• _Task requirements_: Extract every record, exactly as written, and ignore the pictures.

--- Begin Records for the task ---

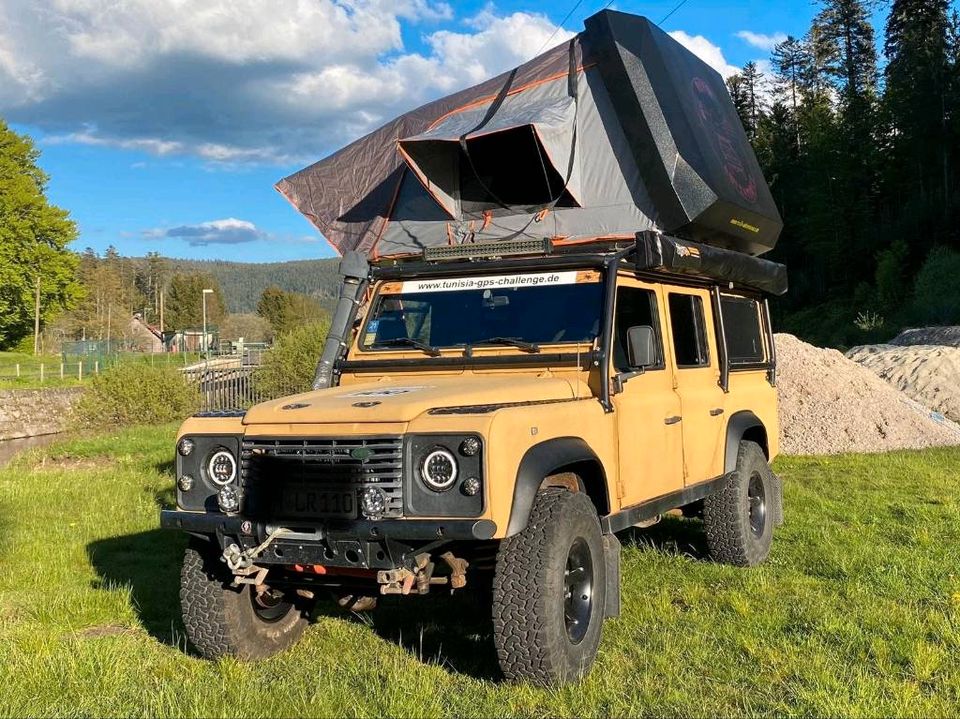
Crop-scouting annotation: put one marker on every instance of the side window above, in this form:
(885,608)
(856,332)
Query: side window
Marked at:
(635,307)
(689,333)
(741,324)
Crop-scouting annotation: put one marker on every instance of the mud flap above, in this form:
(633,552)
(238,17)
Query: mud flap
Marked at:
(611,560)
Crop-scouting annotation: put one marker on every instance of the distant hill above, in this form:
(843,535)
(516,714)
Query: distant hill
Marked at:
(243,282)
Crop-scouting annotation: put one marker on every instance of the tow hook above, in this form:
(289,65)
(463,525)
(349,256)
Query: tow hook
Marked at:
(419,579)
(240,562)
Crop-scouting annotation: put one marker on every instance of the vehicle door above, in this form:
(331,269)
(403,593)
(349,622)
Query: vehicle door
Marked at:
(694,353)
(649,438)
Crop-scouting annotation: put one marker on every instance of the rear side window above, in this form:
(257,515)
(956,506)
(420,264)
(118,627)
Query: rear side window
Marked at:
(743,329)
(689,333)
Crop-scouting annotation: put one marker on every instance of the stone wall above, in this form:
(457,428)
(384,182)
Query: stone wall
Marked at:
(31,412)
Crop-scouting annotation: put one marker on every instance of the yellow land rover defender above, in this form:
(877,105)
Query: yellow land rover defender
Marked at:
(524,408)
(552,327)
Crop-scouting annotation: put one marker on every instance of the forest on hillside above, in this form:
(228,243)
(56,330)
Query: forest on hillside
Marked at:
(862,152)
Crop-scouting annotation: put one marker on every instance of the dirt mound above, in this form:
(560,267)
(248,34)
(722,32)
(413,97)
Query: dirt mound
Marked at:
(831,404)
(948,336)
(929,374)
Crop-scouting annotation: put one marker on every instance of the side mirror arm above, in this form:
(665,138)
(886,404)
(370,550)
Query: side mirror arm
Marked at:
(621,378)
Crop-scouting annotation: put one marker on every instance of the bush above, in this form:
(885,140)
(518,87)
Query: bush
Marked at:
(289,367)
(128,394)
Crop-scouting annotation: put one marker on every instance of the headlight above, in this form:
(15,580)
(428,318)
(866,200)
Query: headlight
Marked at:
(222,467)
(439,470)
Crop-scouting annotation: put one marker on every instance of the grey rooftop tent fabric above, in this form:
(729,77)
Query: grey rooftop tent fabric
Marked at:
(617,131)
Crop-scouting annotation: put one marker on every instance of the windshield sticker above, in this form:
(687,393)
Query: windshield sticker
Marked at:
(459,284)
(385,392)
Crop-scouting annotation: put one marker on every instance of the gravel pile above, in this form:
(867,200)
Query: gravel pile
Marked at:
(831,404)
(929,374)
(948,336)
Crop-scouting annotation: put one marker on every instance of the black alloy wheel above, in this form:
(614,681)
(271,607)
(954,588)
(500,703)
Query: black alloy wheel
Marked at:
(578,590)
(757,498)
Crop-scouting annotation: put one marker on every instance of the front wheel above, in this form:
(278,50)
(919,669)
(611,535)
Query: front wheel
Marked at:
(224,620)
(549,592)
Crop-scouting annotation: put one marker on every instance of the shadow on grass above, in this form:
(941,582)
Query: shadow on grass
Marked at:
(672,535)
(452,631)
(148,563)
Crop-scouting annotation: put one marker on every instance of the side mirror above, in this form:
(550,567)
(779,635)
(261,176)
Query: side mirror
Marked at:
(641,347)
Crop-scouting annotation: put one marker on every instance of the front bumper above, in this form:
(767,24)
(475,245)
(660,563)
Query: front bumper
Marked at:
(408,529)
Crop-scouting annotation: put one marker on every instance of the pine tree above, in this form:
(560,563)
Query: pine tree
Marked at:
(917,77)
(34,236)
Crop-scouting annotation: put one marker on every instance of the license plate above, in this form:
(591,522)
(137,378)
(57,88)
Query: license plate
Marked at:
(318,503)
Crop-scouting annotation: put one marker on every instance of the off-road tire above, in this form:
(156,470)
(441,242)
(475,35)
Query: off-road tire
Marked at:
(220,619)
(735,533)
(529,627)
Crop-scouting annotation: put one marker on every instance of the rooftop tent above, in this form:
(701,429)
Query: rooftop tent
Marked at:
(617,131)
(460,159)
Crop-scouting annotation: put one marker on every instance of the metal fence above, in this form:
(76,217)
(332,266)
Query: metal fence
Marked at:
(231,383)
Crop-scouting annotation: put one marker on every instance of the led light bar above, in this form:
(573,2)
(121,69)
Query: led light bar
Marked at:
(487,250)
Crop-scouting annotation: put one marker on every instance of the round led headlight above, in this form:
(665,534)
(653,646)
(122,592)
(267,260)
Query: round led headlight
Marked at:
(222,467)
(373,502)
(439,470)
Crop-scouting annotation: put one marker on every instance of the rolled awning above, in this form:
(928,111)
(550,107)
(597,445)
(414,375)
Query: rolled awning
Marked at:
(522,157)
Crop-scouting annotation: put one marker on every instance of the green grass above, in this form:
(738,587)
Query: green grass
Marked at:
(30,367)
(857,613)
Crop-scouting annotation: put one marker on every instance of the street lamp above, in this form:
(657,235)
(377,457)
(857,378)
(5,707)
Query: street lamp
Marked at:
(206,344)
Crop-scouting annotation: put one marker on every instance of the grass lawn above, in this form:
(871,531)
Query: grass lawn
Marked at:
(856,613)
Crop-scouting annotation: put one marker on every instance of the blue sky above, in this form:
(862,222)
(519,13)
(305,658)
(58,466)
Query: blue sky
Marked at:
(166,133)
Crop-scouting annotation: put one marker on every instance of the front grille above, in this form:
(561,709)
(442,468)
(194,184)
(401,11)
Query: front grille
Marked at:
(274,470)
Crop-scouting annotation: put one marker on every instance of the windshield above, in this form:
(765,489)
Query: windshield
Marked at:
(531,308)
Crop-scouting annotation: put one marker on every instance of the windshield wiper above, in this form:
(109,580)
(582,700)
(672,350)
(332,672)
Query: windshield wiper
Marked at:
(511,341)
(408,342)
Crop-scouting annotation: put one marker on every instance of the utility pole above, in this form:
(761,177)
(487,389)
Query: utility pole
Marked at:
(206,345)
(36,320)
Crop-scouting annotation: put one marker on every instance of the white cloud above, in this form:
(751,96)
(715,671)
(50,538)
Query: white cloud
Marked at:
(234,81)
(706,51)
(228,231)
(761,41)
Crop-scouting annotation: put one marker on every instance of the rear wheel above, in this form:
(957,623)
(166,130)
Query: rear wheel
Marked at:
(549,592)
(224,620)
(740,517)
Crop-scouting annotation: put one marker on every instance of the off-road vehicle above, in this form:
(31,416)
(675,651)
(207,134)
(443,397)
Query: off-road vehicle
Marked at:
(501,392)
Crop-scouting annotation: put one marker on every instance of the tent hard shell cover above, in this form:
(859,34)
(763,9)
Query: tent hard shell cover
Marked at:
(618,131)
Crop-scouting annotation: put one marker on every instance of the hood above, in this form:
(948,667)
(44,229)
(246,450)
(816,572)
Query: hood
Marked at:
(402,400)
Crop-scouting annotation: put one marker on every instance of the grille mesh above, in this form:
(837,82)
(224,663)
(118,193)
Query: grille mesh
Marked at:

--- End Records for the task ---

• _Reply to the task_:
Crop-scouting annotation: put one marker on every instance of the side window above, in this form:
(885,608)
(856,332)
Query: side window
Marked at:
(635,307)
(689,333)
(741,324)
Crop-scouting annotation: put one marker on every instance of the mud flap above, in this form:
(633,552)
(238,17)
Query: mud flap
Marked at:
(611,560)
Crop-scouting annotation: put one marker on every instance of the distant hill above, in this form:
(843,535)
(516,714)
Query: distant hill
Marked at:
(243,282)
Crop-scouting annotation: put one marker on every instance of the tow hook above, in this form:
(289,65)
(463,525)
(349,256)
Query: tow hook
Marked at:
(419,579)
(240,562)
Crop-scouting annotation: put one marker on every instance of the vehicle door above, in this form:
(331,269)
(403,593)
(349,622)
Query: vehicle door
Marked at:
(694,353)
(649,438)
Crop-scouting annotation: put one marker on every instance of the rear side window above, in this form:
(257,515)
(956,506)
(420,264)
(118,627)
Query: rear side window
Marked at:
(743,329)
(689,333)
Crop-scouting annotation: put one marker on every instance of the stone wall above, in this form:
(457,428)
(384,182)
Query: stone wall
Marked at:
(31,412)
Crop-scouting annotation: put one marker on every instance of the yellow land rover defender above, in this form:
(877,105)
Query: yellow land rover defender
Marked at:
(524,408)
(552,327)
Crop-scouting annotation: put one marker on every instance of the forest on hillside above, in this form:
(228,243)
(56,330)
Query: forest on hillside
Marked at:
(862,152)
Crop-scouting annotation: put one marker on every instance of the dirt mound above, in this form:
(560,267)
(248,34)
(722,32)
(413,97)
Query: dirt mound
Marked at:
(831,404)
(948,336)
(929,374)
Crop-scouting annotation: put one marker on every instance of the side mirror arm above, in this form:
(665,138)
(886,404)
(370,550)
Query: side mirror arm
Marked at:
(621,378)
Crop-scouting annotation: put one marker on every instance of the bush above, in this form:
(885,140)
(518,87)
Query: bush
Marked at:
(289,367)
(128,394)
Crop-scouting annotation: put one marker on every instance of the headlight above, in this form:
(15,580)
(428,318)
(866,200)
Query: headlight
Marked at:
(222,467)
(439,470)
Crop-scouting annotation: put one marker on every instance of the grey rooftop tent fabric above, in this form:
(729,77)
Query: grey rooftop tent fabric
Marked at:
(617,131)
Crop-scouting annotation: put one marker on every instance of the windshield sticker above, in this form:
(687,393)
Query: windshield sticker
Marked at:
(459,284)
(385,392)
Crop-scouting annotation: put one marker on every instance of the gravel pile above, in this form:
(867,200)
Query: gravel pile
Marked at:
(831,404)
(929,374)
(948,336)
Crop-scouting annotation: put one marker on every instance of the black alloy wheel above, in this form:
(614,681)
(271,607)
(954,588)
(500,703)
Query: black alloy wheel
Marked at:
(578,590)
(757,498)
Crop-scouting annotation: put one marker on every instance of the front wheel above, in this form:
(278,50)
(919,669)
(611,535)
Query: front wheel
Marked at:
(224,620)
(549,592)
Crop-scouting annotation: put one marker on every instance of the shadow on grass above, in this form:
(941,582)
Query: shadow on grass
Marked at:
(672,535)
(452,631)
(148,563)
Crop-scouting annotation: put one marker on every instance of the side mirror above, in this form:
(550,567)
(779,635)
(261,176)
Query: side mirror
Marked at:
(641,347)
Crop-scouting annotation: put one marker on every instance of the front bumper above, in this form:
(767,24)
(475,245)
(660,563)
Query: front bumper
Marked at:
(408,529)
Crop-scouting annotation: put one marker on every instance of the pine tree above, in this form:
(560,563)
Query: pine tree
Marked at:
(917,77)
(34,236)
Crop-scouting annotation: put one marker on every instance of the license plate above, in this form:
(591,522)
(137,378)
(57,88)
Query: license plate
Marked at:
(318,503)
Crop-scouting annotation: put one marker on every instance of the off-road tire above, in this form:
(156,470)
(441,242)
(475,35)
Query: off-road tire
Marked at:
(220,619)
(735,533)
(529,627)
Crop-scouting annotation: put one marker on every instance of the rooftop tent above, in this form:
(701,429)
Query: rooftop tent
Marked at:
(617,131)
(460,159)
Crop-scouting annotation: put one marker on every instance of the metal fence above, in this form:
(76,217)
(332,266)
Query: metal fence
Marked at:
(231,383)
Crop-scouting annotation: put one marker on every instance of the led light bar above, in this form:
(573,2)
(121,69)
Query: led light bar
Marked at:
(487,250)
Crop-scouting annotation: put one marker on every instance of the round led headlight above, in this form:
(665,534)
(653,646)
(122,592)
(267,260)
Query: round led headlight
Marked at:
(222,467)
(373,502)
(439,470)
Crop-scouting annotation: put one marker on every instance of the rolled awning above, in this form:
(928,111)
(550,107)
(597,445)
(414,375)
Query: rolled awning
Marked at:
(522,157)
Crop-scouting annotation: put one marker on every instance of the green grass above, in this form:
(738,587)
Query: green grass
Marked at:
(30,367)
(857,613)
Crop-scouting annotation: put one marker on every instance of the street lamp above, in this form:
(657,235)
(377,457)
(857,378)
(5,707)
Query: street lamp
Marked at:
(206,344)
Crop-scouting annotation: put one marker on every instance of the grass lawn above, in this form:
(871,531)
Query: grass lawn
Marked at:
(856,613)
Crop-scouting annotation: put one marker on every instance of the blue sky above, in this form:
(862,222)
(519,13)
(305,658)
(58,466)
Query: blue sky
Marked at:
(166,133)
Crop-scouting annotation: put one marker on every instance of the front grille above, in this form:
(561,709)
(442,468)
(194,184)
(401,11)
Query: front grille
Marked at:
(274,470)
Crop-scouting annotation: put one marker on every instance of the windshield above, in this form:
(765,489)
Query: windshield
Marked at:
(531,308)
Crop-scouting annotation: put one marker on every instance of the windshield wiper above, in this form:
(109,580)
(582,700)
(672,350)
(332,672)
Query: windshield wiper
Marked at:
(511,341)
(408,342)
Crop-scouting annotation: put one marker on every instance of the utility pole above, in this form:
(761,177)
(487,389)
Query: utility pole
Marked at:
(206,345)
(36,320)
Crop-scouting annotation: put one marker on every instance of the white cloud above, in this form:
(751,96)
(715,671)
(50,538)
Query: white cloud
Marked at:
(234,81)
(706,51)
(228,231)
(761,41)
Crop-scouting annotation: put one marker on every instance of the rear wheel above, in this form:
(957,623)
(166,130)
Query: rear wheel
Marked at:
(549,592)
(224,620)
(740,517)
Crop-scouting annotation: put one marker on every instance of the off-road vehicle above, in this form:
(31,416)
(675,651)
(207,134)
(443,397)
Query: off-road vehicle
Marked at:
(501,392)
Crop-scouting annotation: put one marker on every instance of the tent hard shell cover above, in this form:
(859,34)
(763,9)
Query: tent hard shell cover
Marked at:
(618,131)
Crop-scouting annotation: put one marker on every instance of the hood above, in this form:
(948,667)
(44,229)
(246,450)
(816,572)
Query: hood
Marked at:
(402,400)
Crop-scouting annotation: put one marker on every instance of the grille mesh above, in this form:
(837,82)
(224,663)
(118,193)
Query: grille mesh
Marked at:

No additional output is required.